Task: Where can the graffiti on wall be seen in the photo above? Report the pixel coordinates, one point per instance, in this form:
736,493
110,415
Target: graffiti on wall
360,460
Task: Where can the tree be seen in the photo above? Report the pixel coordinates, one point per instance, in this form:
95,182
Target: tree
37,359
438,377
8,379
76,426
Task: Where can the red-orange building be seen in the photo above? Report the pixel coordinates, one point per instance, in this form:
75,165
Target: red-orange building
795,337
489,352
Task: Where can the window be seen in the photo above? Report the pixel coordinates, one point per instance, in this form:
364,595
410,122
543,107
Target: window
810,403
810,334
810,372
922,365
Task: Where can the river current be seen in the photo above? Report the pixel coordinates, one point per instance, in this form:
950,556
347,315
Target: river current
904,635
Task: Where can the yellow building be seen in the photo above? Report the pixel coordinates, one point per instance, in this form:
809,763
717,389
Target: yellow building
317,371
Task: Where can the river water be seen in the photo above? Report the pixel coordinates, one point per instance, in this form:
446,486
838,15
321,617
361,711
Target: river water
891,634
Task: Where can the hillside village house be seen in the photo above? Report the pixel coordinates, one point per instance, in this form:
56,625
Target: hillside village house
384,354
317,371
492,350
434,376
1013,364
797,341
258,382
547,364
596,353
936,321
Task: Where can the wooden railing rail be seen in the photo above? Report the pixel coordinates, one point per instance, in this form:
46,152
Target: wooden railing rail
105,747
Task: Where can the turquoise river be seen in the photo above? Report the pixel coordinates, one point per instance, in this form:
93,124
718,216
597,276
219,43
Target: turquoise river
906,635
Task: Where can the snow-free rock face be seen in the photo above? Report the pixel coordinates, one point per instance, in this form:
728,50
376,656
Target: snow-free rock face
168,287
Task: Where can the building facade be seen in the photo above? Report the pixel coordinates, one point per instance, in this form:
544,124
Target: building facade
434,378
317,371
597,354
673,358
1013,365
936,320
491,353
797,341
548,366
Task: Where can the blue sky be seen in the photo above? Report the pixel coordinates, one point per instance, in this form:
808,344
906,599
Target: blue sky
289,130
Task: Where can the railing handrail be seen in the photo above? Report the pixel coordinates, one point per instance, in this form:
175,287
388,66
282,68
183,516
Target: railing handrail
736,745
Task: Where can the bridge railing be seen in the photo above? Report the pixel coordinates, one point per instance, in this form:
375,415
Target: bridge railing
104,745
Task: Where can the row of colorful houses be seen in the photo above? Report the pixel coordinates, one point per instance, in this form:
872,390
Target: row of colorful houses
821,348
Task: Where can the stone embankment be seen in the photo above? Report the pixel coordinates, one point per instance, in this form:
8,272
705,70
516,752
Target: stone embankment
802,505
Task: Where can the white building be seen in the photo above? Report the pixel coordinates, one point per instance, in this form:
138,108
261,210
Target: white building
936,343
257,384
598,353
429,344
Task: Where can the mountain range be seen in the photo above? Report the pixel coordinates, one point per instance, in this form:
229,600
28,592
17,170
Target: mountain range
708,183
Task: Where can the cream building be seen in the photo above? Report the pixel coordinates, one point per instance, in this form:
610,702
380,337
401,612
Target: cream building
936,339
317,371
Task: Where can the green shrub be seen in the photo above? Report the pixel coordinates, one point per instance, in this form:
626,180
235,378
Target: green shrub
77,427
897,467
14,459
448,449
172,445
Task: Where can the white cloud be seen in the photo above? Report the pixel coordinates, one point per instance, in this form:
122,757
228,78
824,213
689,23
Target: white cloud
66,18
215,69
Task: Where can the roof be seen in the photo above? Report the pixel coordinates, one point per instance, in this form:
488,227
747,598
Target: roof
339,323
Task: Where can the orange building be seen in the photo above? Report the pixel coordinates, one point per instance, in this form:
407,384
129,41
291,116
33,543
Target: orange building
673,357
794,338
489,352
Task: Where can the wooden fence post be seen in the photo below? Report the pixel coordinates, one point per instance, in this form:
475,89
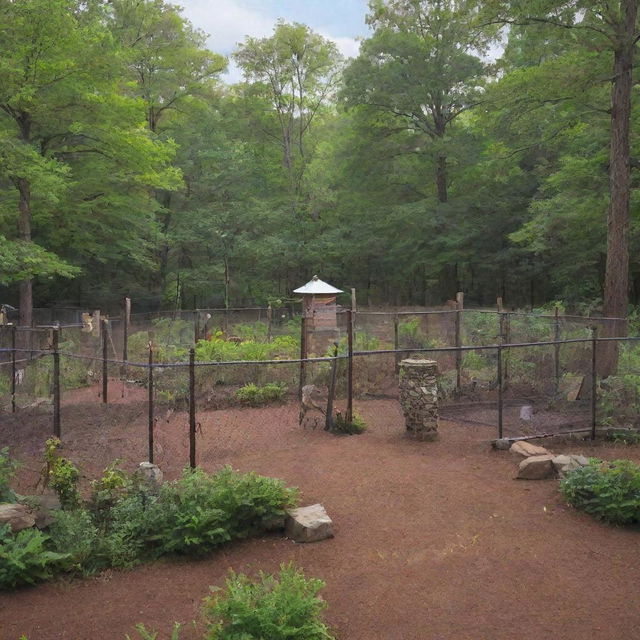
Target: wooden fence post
56,383
594,381
556,350
349,415
459,309
105,367
192,408
13,368
151,418
303,355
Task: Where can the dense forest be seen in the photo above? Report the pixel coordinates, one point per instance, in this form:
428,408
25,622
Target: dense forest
486,147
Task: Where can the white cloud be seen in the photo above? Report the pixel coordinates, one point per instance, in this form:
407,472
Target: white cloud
226,22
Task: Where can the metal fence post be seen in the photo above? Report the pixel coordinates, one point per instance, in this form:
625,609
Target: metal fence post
56,383
151,403
192,408
500,399
105,354
349,415
594,381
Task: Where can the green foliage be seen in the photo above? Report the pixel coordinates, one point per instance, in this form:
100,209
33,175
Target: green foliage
207,510
342,426
607,490
24,558
8,468
61,474
256,396
285,606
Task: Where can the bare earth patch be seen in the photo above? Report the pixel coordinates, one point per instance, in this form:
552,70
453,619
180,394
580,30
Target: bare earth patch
432,541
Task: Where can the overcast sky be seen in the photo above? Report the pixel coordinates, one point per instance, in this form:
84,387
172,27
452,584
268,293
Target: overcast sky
228,21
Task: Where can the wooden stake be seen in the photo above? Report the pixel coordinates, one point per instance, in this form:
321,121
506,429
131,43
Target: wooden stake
192,408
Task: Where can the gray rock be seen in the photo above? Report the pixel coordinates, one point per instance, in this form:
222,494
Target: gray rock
19,516
526,449
308,524
151,472
536,468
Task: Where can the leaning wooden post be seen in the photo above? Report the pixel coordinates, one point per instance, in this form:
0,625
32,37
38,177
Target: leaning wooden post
332,389
105,353
125,335
56,382
13,368
594,381
459,309
303,355
349,415
396,341
150,425
556,349
500,399
192,408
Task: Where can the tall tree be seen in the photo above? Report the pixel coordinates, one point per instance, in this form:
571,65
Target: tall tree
423,65
610,28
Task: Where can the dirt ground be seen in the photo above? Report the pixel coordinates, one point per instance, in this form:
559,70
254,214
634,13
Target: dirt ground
433,541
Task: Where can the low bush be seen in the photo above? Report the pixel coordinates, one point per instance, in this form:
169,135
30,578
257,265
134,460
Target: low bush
278,607
607,490
25,558
255,396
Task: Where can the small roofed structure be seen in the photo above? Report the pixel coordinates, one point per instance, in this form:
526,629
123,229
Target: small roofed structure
319,310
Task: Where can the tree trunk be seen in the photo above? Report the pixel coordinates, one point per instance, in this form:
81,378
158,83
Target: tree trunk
24,230
616,287
441,177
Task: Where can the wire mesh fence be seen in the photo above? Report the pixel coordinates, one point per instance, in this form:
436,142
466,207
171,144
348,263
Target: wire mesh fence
523,375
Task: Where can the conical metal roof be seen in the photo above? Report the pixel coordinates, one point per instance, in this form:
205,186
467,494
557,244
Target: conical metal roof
315,286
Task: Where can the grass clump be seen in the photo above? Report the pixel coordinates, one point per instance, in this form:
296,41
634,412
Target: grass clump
257,396
279,607
609,491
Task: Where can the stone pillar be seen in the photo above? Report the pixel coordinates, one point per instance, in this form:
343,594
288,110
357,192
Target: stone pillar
419,397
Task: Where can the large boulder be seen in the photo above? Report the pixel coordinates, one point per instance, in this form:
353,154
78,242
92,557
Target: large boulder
526,449
19,516
308,524
536,468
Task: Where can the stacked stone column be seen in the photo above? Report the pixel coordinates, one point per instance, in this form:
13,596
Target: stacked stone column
419,398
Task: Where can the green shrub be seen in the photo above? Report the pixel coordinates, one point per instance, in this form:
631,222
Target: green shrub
75,534
24,558
256,396
8,468
61,474
207,510
282,607
343,427
607,490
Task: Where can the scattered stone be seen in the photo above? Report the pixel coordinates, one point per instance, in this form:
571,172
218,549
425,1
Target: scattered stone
19,516
526,449
308,524
152,473
536,468
526,413
419,397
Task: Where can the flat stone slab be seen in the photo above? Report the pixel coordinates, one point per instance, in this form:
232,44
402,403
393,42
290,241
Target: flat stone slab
536,468
308,524
526,449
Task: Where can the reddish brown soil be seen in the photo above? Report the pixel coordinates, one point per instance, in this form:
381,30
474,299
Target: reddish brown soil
434,541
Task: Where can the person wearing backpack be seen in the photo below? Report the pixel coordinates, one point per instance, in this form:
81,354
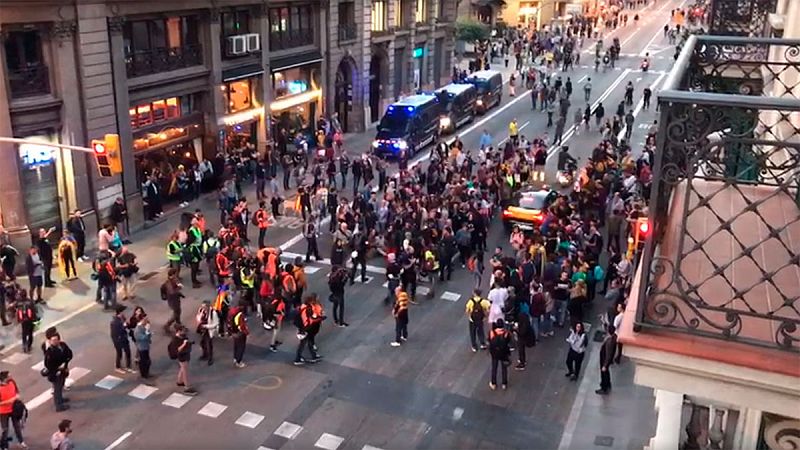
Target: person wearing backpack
27,317
500,351
477,310
237,326
337,280
207,321
180,350
9,402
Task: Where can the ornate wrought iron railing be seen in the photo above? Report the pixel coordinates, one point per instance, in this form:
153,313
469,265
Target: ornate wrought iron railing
724,258
160,60
29,81
740,17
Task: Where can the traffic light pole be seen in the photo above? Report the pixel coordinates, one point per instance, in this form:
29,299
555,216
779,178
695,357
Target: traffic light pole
46,144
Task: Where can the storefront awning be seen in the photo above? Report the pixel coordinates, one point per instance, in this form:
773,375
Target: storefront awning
238,73
288,62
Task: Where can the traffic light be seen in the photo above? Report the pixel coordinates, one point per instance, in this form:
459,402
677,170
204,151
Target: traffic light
107,154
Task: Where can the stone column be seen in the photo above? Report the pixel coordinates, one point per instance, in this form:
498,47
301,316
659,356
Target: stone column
73,131
264,131
12,206
119,71
212,56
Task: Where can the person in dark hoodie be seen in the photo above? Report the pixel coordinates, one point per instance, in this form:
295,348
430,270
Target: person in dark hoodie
119,337
57,356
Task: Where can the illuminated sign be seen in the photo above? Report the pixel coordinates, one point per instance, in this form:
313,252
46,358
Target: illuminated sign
34,155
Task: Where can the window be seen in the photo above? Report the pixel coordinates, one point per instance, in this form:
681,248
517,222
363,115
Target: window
378,16
235,22
160,111
420,15
23,50
291,26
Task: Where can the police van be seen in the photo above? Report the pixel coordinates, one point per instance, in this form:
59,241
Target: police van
489,84
409,124
458,105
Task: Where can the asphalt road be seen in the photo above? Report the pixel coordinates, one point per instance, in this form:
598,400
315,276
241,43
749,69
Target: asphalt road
430,393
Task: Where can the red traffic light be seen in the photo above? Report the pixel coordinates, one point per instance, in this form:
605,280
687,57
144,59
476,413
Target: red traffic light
99,147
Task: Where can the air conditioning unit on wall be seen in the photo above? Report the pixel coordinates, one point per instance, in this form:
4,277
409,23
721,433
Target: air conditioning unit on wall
237,45
253,42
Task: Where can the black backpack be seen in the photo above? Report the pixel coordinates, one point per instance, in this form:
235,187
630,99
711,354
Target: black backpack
477,314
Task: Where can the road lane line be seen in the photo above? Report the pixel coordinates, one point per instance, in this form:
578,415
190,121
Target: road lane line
571,130
119,440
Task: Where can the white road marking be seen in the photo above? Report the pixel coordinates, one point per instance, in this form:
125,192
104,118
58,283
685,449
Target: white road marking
109,382
212,410
329,441
249,420
451,296
119,440
176,400
288,430
17,358
69,316
39,400
142,391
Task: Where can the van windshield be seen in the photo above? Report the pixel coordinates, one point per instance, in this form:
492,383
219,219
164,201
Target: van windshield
394,123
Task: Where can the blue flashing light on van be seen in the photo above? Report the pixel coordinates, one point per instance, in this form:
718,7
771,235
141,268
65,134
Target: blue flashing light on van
409,124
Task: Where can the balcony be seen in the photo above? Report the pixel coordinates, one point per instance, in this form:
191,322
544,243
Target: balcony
347,32
29,81
724,257
163,60
740,18
290,39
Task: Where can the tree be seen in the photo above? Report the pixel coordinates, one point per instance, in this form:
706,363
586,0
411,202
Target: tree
469,30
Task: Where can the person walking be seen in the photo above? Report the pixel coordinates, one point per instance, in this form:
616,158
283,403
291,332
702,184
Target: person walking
171,291
66,251
207,324
57,356
477,311
119,337
309,321
143,338
500,351
607,351
60,439
127,269
239,331
577,340
180,350
400,313
337,279
35,269
311,234
27,317
77,229
11,410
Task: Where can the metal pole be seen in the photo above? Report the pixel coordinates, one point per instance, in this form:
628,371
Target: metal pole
47,144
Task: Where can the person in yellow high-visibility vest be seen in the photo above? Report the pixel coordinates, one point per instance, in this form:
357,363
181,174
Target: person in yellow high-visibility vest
175,253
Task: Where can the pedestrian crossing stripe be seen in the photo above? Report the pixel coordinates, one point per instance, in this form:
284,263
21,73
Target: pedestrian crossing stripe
288,430
249,420
212,410
109,382
329,441
142,391
16,358
176,400
451,296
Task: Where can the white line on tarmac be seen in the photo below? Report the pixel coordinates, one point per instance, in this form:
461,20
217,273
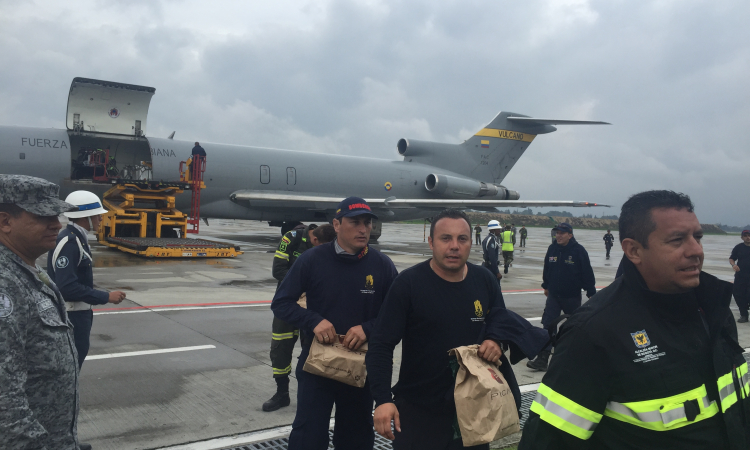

AIM:
Which lines in the records above contain the string "slab", counting case as significant? Pick out each one and copy it in full.

EXERCISE SOLUTION:
Task: Where can the flat stone slab be seen in the photo above? Report the pixel coordinates, one point per instance, in this form:
Target: flat stone slab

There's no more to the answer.